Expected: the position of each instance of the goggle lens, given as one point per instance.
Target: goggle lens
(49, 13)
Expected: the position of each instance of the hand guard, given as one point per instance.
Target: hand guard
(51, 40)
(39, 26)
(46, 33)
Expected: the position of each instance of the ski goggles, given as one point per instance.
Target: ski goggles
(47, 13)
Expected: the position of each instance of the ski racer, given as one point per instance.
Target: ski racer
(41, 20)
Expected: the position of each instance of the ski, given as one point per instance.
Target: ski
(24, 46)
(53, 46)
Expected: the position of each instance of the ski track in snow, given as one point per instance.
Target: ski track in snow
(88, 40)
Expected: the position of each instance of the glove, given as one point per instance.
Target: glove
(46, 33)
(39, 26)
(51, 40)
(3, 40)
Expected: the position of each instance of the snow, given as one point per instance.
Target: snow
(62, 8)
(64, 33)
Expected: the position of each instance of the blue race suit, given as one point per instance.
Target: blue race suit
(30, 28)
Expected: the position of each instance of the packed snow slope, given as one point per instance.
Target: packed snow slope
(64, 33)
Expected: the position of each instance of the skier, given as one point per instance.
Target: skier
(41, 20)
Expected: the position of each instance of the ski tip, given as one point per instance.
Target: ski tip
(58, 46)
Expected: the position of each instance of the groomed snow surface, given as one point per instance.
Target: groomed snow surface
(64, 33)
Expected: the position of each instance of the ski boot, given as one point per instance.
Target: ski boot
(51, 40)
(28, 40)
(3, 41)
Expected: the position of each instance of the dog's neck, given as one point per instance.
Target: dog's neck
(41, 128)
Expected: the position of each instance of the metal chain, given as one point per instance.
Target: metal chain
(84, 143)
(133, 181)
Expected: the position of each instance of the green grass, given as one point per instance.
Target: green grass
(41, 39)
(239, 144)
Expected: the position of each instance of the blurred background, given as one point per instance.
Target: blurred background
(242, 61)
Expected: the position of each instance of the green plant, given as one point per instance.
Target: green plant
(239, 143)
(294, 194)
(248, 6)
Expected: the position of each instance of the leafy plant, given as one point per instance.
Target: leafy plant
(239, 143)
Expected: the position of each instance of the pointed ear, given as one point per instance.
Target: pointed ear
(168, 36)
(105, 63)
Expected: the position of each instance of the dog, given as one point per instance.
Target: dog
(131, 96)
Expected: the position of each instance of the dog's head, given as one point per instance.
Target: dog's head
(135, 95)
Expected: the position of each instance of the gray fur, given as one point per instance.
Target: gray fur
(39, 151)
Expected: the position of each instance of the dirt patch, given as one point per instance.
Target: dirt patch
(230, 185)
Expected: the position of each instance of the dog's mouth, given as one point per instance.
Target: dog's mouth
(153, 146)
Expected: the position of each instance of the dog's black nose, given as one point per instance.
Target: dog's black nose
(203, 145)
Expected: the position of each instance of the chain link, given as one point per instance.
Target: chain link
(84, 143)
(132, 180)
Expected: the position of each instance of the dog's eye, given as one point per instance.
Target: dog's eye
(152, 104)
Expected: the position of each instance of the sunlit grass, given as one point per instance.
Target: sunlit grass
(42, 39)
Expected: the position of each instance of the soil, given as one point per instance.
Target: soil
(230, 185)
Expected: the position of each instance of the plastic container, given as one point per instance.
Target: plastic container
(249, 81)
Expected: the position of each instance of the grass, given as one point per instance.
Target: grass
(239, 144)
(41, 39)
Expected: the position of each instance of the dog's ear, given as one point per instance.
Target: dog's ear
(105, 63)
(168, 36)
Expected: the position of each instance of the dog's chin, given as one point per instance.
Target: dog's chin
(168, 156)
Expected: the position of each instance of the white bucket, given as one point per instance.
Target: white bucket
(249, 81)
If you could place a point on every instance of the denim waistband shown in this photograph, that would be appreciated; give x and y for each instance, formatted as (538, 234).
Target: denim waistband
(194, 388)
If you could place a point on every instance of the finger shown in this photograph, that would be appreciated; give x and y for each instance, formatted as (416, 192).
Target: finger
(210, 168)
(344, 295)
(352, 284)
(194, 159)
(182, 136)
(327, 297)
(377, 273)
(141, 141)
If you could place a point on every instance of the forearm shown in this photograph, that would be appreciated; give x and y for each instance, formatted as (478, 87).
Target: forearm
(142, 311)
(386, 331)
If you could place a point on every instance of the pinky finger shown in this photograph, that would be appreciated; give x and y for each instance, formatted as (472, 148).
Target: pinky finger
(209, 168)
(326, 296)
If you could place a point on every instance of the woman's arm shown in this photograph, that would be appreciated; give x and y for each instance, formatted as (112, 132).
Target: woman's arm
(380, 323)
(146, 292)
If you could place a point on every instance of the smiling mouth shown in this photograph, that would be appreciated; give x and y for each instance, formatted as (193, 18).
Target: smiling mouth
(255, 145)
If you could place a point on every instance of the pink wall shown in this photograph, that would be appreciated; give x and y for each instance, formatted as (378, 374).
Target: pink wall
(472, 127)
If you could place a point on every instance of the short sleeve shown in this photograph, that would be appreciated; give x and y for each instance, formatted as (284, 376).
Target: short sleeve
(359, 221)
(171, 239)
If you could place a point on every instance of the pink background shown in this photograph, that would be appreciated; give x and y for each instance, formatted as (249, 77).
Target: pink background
------------------------------------------------------------------------
**Problem to work on**
Please give an exact copy of the lines above, beginning with the line containing "Expected: the position of each instance of the groomed" and running through the line containing "Expected: the position of each instance of the dog's black", and of no other lines.

**Your response**
Expected: the position of each instance of the groomed snow surface, given as one point per instance.
Target: groomed snow surface
(64, 33)
Expected: the position of each instance of the ski boot, given as one point per instance.
Target: ski boot
(51, 40)
(28, 40)
(3, 41)
Expected: the position of each instance of the dog's neck, given as one point per instance.
Target: dog's neck
(41, 128)
Expected: the position of each instance of the metal chain, given as one point per instance.
Target: metal chain
(84, 143)
(133, 181)
Expected: the position of each instance of the green grass, given as one point per instance.
Target: green grass
(41, 39)
(239, 144)
Expected: the position of each instance of the blurred background, given as one point per instance.
Target: blurred background
(242, 61)
Expected: the position of each instance of the green plant, given as one point per instance.
Target: green plant
(239, 143)
(294, 194)
(248, 6)
Expected: the position of each instance of the leafy plant, given as one point per instance.
Target: leafy plant
(239, 143)
Expected: the position of each instance of the pointed ear, given as one point per instance.
Target: pointed ear
(168, 36)
(105, 63)
Expected: the position of each instance of the dog, given as one point per instance.
Target: dog
(131, 96)
Expected: the position of each instance of the dog's head, given as one point per instance.
Target: dog's head
(135, 95)
Expected: the position of each instance of the gray fur, given as one point per instance.
Target: gray fur
(39, 151)
Expected: the position of each instance of the dirt patch, given as one point per instance.
Target: dirt patch
(230, 185)
Expected: the position of each instance of the dog's mouth, given as one point per instance.
Target: dog's mouth
(153, 146)
Expected: the position of each instance of the dog's black nose, given as one point per instance.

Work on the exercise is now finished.